Please copy out, word for word, everything from the line that contains "of the tree." through the end of the entries, including both ends. Leave the pictures out of your answer.

+--

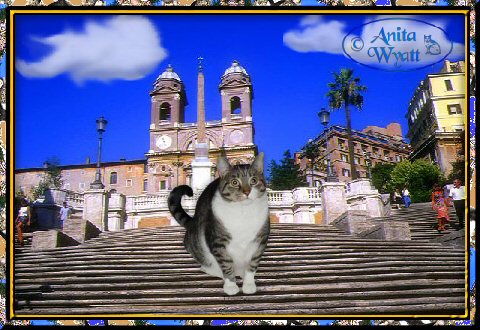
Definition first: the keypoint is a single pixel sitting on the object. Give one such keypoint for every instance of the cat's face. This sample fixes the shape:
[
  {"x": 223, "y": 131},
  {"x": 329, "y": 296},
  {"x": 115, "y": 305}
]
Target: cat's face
[{"x": 239, "y": 182}]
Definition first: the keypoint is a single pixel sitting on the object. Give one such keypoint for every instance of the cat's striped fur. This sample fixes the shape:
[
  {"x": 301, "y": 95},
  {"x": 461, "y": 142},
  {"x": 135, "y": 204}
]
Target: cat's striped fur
[{"x": 229, "y": 231}]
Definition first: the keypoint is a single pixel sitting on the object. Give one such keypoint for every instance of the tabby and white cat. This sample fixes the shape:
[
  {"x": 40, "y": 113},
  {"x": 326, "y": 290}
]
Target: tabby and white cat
[{"x": 229, "y": 231}]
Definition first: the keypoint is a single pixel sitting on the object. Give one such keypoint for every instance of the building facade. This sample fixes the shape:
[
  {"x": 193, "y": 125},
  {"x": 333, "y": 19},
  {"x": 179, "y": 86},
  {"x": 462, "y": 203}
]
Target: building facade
[
  {"x": 168, "y": 160},
  {"x": 372, "y": 145},
  {"x": 437, "y": 117}
]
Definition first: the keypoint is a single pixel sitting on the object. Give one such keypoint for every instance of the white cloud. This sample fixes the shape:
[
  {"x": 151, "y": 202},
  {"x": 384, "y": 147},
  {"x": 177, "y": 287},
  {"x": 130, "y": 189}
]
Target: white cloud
[
  {"x": 317, "y": 36},
  {"x": 124, "y": 47}
]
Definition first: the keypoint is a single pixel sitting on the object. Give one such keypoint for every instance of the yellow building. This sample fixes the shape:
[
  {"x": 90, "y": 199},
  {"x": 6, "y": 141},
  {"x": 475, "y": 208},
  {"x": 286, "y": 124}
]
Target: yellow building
[{"x": 436, "y": 116}]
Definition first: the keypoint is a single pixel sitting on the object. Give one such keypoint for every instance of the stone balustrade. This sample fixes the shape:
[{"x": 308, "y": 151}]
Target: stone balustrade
[{"x": 300, "y": 205}]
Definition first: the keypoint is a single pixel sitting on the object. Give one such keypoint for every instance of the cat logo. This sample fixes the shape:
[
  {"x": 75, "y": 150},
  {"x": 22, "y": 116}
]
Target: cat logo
[{"x": 399, "y": 44}]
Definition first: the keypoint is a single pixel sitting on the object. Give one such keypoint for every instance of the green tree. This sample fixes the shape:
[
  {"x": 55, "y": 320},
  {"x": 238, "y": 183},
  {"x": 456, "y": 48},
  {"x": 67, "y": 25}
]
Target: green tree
[
  {"x": 381, "y": 176},
  {"x": 286, "y": 175},
  {"x": 419, "y": 176},
  {"x": 311, "y": 152},
  {"x": 52, "y": 178},
  {"x": 346, "y": 91}
]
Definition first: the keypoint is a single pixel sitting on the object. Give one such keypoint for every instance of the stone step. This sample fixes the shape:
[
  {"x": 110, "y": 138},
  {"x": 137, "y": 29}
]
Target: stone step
[
  {"x": 353, "y": 242},
  {"x": 140, "y": 280},
  {"x": 305, "y": 269},
  {"x": 106, "y": 261},
  {"x": 208, "y": 281},
  {"x": 168, "y": 250},
  {"x": 311, "y": 309},
  {"x": 181, "y": 267}
]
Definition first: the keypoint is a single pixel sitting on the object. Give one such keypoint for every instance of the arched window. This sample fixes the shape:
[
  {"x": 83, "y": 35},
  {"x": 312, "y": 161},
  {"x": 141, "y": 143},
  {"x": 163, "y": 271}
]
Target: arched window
[
  {"x": 165, "y": 111},
  {"x": 235, "y": 106},
  {"x": 113, "y": 178}
]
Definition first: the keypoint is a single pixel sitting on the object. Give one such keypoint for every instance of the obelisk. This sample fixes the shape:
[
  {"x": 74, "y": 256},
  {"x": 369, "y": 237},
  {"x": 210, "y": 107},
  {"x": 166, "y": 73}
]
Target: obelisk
[{"x": 201, "y": 165}]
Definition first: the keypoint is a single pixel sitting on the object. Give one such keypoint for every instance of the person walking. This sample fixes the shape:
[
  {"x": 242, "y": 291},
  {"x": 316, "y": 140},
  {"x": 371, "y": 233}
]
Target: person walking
[
  {"x": 457, "y": 194},
  {"x": 440, "y": 204},
  {"x": 63, "y": 214},
  {"x": 23, "y": 220},
  {"x": 406, "y": 197},
  {"x": 397, "y": 197}
]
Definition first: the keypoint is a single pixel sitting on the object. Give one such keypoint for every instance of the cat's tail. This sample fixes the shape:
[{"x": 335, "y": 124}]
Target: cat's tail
[{"x": 175, "y": 204}]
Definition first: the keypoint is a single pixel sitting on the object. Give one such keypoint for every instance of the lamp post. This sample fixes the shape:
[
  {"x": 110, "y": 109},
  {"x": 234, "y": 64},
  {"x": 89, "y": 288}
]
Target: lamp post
[
  {"x": 324, "y": 116},
  {"x": 177, "y": 164},
  {"x": 311, "y": 153},
  {"x": 101, "y": 124},
  {"x": 367, "y": 163}
]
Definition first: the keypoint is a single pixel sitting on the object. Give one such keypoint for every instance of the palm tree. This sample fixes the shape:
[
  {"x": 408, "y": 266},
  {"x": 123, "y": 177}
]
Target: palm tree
[{"x": 345, "y": 91}]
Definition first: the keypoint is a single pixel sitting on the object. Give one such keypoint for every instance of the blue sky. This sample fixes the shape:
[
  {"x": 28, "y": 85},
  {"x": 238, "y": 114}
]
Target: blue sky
[{"x": 58, "y": 96}]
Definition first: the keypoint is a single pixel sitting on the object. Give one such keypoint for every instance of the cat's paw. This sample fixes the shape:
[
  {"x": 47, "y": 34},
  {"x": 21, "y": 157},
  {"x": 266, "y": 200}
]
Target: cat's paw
[
  {"x": 249, "y": 288},
  {"x": 230, "y": 288}
]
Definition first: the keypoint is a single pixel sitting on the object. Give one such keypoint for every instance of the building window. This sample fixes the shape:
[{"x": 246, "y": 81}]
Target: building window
[
  {"x": 113, "y": 178},
  {"x": 448, "y": 85},
  {"x": 163, "y": 185},
  {"x": 235, "y": 106},
  {"x": 165, "y": 112},
  {"x": 454, "y": 109}
]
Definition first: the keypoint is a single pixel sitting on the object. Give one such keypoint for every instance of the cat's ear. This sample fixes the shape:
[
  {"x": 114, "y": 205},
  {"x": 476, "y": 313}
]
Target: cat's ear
[
  {"x": 257, "y": 164},
  {"x": 223, "y": 167}
]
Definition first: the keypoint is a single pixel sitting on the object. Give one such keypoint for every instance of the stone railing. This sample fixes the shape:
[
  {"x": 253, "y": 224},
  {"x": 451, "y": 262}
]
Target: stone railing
[
  {"x": 300, "y": 205},
  {"x": 280, "y": 197},
  {"x": 74, "y": 199},
  {"x": 276, "y": 198}
]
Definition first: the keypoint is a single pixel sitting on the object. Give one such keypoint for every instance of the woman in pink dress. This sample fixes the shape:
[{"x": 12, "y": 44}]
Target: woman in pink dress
[{"x": 440, "y": 204}]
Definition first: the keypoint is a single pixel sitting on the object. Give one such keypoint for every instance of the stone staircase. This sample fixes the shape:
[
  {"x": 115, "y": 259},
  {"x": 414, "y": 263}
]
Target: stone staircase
[
  {"x": 422, "y": 221},
  {"x": 306, "y": 269}
]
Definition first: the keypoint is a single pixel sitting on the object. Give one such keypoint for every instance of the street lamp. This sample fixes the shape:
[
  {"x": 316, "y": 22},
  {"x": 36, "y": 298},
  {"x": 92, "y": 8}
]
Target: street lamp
[
  {"x": 97, "y": 184},
  {"x": 324, "y": 116},
  {"x": 177, "y": 164}
]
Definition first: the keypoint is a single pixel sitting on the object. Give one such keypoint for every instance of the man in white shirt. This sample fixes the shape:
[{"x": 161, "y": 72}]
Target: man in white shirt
[{"x": 457, "y": 193}]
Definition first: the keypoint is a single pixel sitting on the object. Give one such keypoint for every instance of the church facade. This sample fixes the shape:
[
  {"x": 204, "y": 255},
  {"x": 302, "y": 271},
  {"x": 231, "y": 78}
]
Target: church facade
[{"x": 167, "y": 162}]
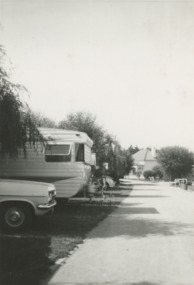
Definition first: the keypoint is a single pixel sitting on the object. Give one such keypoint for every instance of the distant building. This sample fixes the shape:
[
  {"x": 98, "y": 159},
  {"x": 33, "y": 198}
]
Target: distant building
[{"x": 144, "y": 159}]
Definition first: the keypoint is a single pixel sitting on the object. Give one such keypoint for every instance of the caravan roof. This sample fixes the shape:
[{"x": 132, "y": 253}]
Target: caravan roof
[{"x": 52, "y": 135}]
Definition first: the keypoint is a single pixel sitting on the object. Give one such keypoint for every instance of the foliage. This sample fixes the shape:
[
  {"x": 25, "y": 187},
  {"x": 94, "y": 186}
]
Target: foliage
[
  {"x": 133, "y": 150},
  {"x": 42, "y": 121},
  {"x": 16, "y": 126},
  {"x": 86, "y": 122},
  {"x": 176, "y": 161},
  {"x": 149, "y": 173},
  {"x": 105, "y": 146}
]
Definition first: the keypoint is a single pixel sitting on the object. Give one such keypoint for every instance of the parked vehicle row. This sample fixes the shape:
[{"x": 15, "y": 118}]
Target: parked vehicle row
[{"x": 20, "y": 201}]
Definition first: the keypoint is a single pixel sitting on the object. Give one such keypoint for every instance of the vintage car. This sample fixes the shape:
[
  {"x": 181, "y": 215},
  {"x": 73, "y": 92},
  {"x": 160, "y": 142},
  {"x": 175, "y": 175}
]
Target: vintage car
[{"x": 21, "y": 200}]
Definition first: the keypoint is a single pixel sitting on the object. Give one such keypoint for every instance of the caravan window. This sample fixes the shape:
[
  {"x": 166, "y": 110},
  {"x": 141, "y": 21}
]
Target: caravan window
[
  {"x": 79, "y": 152},
  {"x": 57, "y": 153}
]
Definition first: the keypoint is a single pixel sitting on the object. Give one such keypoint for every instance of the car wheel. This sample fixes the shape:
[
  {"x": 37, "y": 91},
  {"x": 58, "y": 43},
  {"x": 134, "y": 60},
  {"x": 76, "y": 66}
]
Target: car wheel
[{"x": 16, "y": 216}]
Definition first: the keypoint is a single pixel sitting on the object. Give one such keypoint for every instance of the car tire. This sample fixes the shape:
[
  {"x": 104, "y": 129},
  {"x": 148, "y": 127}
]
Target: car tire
[{"x": 16, "y": 216}]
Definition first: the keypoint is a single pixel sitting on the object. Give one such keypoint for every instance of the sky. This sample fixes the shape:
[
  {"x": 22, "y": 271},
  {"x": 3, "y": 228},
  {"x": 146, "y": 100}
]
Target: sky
[{"x": 130, "y": 63}]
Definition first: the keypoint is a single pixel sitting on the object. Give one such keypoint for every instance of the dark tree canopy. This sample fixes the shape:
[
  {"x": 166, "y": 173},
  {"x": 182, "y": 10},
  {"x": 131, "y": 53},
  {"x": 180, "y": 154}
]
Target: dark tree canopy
[
  {"x": 176, "y": 161},
  {"x": 16, "y": 126}
]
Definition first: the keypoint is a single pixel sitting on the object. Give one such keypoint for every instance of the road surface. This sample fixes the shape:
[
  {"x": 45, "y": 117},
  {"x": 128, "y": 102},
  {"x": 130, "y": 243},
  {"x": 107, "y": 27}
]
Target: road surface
[{"x": 148, "y": 240}]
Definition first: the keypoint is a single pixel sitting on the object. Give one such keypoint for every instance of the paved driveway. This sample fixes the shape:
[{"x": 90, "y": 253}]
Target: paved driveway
[{"x": 148, "y": 240}]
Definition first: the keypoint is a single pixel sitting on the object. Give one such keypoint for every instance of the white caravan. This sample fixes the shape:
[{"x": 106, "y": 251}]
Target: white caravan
[{"x": 61, "y": 157}]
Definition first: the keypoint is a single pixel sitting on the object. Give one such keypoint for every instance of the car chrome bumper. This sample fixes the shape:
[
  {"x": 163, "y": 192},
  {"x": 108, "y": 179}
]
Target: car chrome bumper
[{"x": 47, "y": 205}]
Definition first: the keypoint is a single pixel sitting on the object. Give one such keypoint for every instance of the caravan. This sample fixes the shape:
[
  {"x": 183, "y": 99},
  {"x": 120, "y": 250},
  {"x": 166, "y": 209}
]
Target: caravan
[{"x": 59, "y": 156}]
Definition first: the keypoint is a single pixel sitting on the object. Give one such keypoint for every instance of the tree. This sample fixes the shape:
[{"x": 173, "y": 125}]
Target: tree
[
  {"x": 176, "y": 161},
  {"x": 86, "y": 122},
  {"x": 148, "y": 174},
  {"x": 16, "y": 126}
]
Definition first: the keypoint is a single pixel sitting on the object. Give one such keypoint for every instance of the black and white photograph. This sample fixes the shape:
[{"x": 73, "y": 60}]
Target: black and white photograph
[{"x": 96, "y": 142}]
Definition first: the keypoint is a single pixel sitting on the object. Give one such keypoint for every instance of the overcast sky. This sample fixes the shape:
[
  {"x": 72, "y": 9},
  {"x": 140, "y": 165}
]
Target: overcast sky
[{"x": 131, "y": 63}]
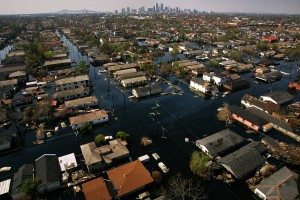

+--

## Full solution
Definition first: the keypoint is a single pixel sitting on the object. Give one such keypoint for every instance of the tree. This sample fixes the shape:
[{"x": 173, "y": 125}]
Target: tree
[
  {"x": 176, "y": 161},
  {"x": 86, "y": 122},
  {"x": 148, "y": 174},
  {"x": 16, "y": 126}
]
Definition first: the keypoint is a single pixel sitting on the object. Give one such keypoint for every instance of the black and white photograph. This sample fixes the shape:
[{"x": 73, "y": 60}]
Target: black and white photograph
[{"x": 96, "y": 142}]
Definition first: the keypoint is a single pixel sitting on the object. Give one such keypoint for every instance of the overcast sky. This sample fixes the shape:
[
  {"x": 72, "y": 9},
  {"x": 140, "y": 165}
]
Target: overcast sky
[{"x": 131, "y": 63}]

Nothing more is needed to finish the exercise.